• **Work to complete**
Every entry needs to be reproduced exactly.

• **Stored records**

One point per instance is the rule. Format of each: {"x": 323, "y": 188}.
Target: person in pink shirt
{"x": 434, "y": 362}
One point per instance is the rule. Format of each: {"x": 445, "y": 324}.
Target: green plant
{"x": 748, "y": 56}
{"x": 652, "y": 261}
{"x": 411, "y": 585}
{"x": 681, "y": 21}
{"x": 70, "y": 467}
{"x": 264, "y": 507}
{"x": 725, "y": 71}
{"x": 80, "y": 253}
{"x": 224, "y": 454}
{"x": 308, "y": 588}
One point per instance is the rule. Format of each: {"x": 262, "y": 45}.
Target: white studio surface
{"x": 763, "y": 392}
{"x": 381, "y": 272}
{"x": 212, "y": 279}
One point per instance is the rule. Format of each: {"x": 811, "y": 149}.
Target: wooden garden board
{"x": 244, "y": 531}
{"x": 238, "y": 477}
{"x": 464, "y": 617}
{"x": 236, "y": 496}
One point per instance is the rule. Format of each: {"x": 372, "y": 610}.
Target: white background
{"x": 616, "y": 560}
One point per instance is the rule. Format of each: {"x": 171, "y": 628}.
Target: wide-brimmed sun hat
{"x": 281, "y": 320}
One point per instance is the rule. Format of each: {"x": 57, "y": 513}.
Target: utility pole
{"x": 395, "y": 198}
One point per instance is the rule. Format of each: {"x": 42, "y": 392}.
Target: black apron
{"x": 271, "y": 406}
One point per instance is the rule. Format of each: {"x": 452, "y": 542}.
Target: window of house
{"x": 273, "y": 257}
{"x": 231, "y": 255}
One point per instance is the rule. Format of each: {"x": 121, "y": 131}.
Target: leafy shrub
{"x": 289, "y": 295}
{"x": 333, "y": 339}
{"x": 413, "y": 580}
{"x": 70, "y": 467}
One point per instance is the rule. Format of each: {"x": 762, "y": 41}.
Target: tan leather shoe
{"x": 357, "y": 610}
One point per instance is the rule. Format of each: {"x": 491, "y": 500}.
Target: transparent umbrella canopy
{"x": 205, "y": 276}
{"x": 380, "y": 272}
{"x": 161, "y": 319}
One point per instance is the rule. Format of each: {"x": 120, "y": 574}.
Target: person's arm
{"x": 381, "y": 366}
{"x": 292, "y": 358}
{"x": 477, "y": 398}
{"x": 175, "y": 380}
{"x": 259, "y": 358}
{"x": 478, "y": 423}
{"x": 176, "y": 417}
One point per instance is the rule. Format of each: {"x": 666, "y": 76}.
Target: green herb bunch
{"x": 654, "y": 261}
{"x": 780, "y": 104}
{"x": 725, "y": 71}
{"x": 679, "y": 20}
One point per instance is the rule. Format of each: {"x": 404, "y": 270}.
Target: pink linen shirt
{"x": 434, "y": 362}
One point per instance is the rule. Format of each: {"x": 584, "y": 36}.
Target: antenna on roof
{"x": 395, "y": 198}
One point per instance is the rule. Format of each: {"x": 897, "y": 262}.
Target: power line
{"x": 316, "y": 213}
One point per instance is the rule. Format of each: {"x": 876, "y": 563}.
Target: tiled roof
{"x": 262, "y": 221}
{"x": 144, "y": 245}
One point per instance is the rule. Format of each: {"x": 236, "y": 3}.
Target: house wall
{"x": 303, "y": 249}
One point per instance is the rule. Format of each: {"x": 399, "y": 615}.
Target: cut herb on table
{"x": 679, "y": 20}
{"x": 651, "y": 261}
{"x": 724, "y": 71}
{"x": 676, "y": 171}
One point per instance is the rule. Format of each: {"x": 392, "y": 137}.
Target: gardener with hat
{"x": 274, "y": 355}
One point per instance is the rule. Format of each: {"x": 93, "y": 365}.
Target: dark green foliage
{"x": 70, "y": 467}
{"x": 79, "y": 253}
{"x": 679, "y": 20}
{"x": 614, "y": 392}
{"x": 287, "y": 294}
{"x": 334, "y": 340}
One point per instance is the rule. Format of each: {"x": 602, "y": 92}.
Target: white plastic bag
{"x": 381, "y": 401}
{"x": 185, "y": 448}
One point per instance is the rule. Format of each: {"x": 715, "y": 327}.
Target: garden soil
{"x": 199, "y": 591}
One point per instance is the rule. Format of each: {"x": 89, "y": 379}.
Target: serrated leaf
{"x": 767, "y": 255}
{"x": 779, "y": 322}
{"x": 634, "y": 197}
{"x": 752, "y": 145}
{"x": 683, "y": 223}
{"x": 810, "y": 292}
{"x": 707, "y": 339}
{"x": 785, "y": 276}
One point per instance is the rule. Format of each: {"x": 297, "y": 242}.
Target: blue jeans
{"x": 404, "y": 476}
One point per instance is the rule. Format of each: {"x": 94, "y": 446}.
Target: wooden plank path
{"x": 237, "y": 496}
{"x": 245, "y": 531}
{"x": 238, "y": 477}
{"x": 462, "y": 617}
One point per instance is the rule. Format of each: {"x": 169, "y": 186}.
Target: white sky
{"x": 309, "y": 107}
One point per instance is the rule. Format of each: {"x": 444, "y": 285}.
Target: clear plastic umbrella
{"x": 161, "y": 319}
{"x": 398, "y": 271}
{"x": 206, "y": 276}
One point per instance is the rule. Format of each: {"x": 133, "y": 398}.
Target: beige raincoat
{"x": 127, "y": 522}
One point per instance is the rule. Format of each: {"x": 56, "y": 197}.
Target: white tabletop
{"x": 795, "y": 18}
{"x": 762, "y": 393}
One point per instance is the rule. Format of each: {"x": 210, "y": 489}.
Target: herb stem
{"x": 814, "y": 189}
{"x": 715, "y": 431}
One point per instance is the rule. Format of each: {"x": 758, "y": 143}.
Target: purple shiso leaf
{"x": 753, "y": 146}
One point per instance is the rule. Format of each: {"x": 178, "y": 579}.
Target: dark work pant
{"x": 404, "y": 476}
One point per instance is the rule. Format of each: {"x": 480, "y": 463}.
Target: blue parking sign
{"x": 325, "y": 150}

• **Result**
One point per instance is the rule. Format of each: {"x": 323, "y": 188}.
Target: person in pink shirt
{"x": 434, "y": 362}
One point per instance is the rule. Format of each: {"x": 445, "y": 324}.
Target: green plant
{"x": 748, "y": 56}
{"x": 652, "y": 261}
{"x": 411, "y": 585}
{"x": 681, "y": 21}
{"x": 70, "y": 467}
{"x": 264, "y": 507}
{"x": 725, "y": 71}
{"x": 80, "y": 253}
{"x": 224, "y": 454}
{"x": 308, "y": 588}
One point per instance is the rule. Format of each: {"x": 262, "y": 45}.
Target: white studio surface
{"x": 763, "y": 392}
{"x": 381, "y": 272}
{"x": 212, "y": 279}
One point per instance is the rule. Format of each: {"x": 811, "y": 149}.
Target: wooden garden board
{"x": 244, "y": 531}
{"x": 238, "y": 477}
{"x": 464, "y": 617}
{"x": 236, "y": 496}
One point per instance is the rule. Format of each: {"x": 372, "y": 610}.
Target: white background
{"x": 616, "y": 560}
One point per instance is the rule. Format of each: {"x": 171, "y": 628}.
Target: wide-brimmed sun hat
{"x": 281, "y": 320}
One point per instance is the rule. Format of each: {"x": 57, "y": 513}.
Target: utility pole
{"x": 395, "y": 198}
One point per instance is the rule. Format of each: {"x": 42, "y": 392}.
Target: black apron
{"x": 271, "y": 406}
One point per instance is the rule. Format of each: {"x": 452, "y": 542}.
Target: window of house
{"x": 273, "y": 257}
{"x": 231, "y": 255}
One point per instance is the rule. Format of each: {"x": 121, "y": 131}.
Target: leafy shrub
{"x": 289, "y": 295}
{"x": 333, "y": 339}
{"x": 413, "y": 580}
{"x": 70, "y": 467}
One point per instance is the rule. Format of each: {"x": 762, "y": 41}.
Target: tan leather shoe
{"x": 357, "y": 610}
One point per instance is the rule. Format of each: {"x": 491, "y": 500}.
Target: transparent umbrella canopy
{"x": 205, "y": 276}
{"x": 380, "y": 272}
{"x": 161, "y": 319}
One point per instance is the rule. Format of each: {"x": 120, "y": 574}.
Target: person's arm
{"x": 381, "y": 366}
{"x": 292, "y": 358}
{"x": 477, "y": 398}
{"x": 175, "y": 380}
{"x": 259, "y": 358}
{"x": 478, "y": 423}
{"x": 176, "y": 417}
One point per instance is the rule. Format of each: {"x": 666, "y": 76}.
Target: green herb bunch
{"x": 654, "y": 261}
{"x": 780, "y": 104}
{"x": 725, "y": 71}
{"x": 679, "y": 20}
One point per instance is the rule. Format of each: {"x": 404, "y": 270}.
Target: pink linen shirt
{"x": 434, "y": 362}
One point per instance is the rule. Format of each: {"x": 584, "y": 36}.
Target: antenna on roof
{"x": 395, "y": 198}
One point per instance is the rule. Format of each: {"x": 897, "y": 262}.
Target: power line
{"x": 316, "y": 213}
One point per instance is the rule. Format of each: {"x": 876, "y": 563}.
Target: tiled roof
{"x": 262, "y": 221}
{"x": 144, "y": 245}
One point per instance is the rule. Format of each: {"x": 236, "y": 3}.
Target: house wall
{"x": 303, "y": 249}
One point per instance is the rule. Format of each: {"x": 399, "y": 615}.
Target: cut herb on table
{"x": 679, "y": 20}
{"x": 651, "y": 261}
{"x": 724, "y": 71}
{"x": 676, "y": 171}
One point per instance is the rule. Format of each: {"x": 392, "y": 137}.
Target: gardener with hat
{"x": 274, "y": 355}
One point per instance is the rule. Format of each: {"x": 93, "y": 365}.
Target: dark green foliage
{"x": 70, "y": 467}
{"x": 79, "y": 253}
{"x": 679, "y": 20}
{"x": 614, "y": 392}
{"x": 287, "y": 294}
{"x": 334, "y": 340}
One point per instance is the rule. Format of each: {"x": 602, "y": 92}.
Target: white plastic bag
{"x": 381, "y": 401}
{"x": 185, "y": 448}
One point per instance is the rule. Format of each: {"x": 715, "y": 327}.
Target: garden soil
{"x": 199, "y": 591}
One point per instance is the rule. Format of each: {"x": 89, "y": 379}.
Target: serrated leaf
{"x": 767, "y": 255}
{"x": 779, "y": 322}
{"x": 634, "y": 197}
{"x": 752, "y": 145}
{"x": 683, "y": 223}
{"x": 810, "y": 292}
{"x": 707, "y": 339}
{"x": 785, "y": 276}
One point per instance is the rule. Format of each: {"x": 297, "y": 242}.
Target: blue jeans
{"x": 404, "y": 476}
One point per instance is the rule. Format of each: {"x": 94, "y": 446}.
Target: wooden plank path
{"x": 237, "y": 496}
{"x": 245, "y": 531}
{"x": 238, "y": 477}
{"x": 462, "y": 617}
One point per instance is the rule. Format of each: {"x": 169, "y": 186}.
Target: white sky
{"x": 309, "y": 107}
One point per instance is the rule. Format of each: {"x": 444, "y": 285}.
Target: clear plastic umbrella
{"x": 161, "y": 319}
{"x": 398, "y": 271}
{"x": 206, "y": 276}
One point per instance is the rule. Format of each: {"x": 133, "y": 398}.
Target: beige raincoat
{"x": 127, "y": 522}
One point per instance is the rule. Format of each: {"x": 56, "y": 197}.
Target: white tabletop
{"x": 795, "y": 18}
{"x": 762, "y": 393}
One point per instance is the rule. Format of each: {"x": 210, "y": 489}.
Target: herb stem
{"x": 814, "y": 189}
{"x": 715, "y": 431}
One point per instance is the rule. Format of each: {"x": 758, "y": 143}.
Target: purple shiso leaf
{"x": 753, "y": 146}
One point per instance is the rule. Format of each: {"x": 178, "y": 579}.
Target: dark work pant
{"x": 404, "y": 476}
One point per instance is the rule. Format of each: {"x": 480, "y": 463}.
Target: blue parking sign
{"x": 325, "y": 150}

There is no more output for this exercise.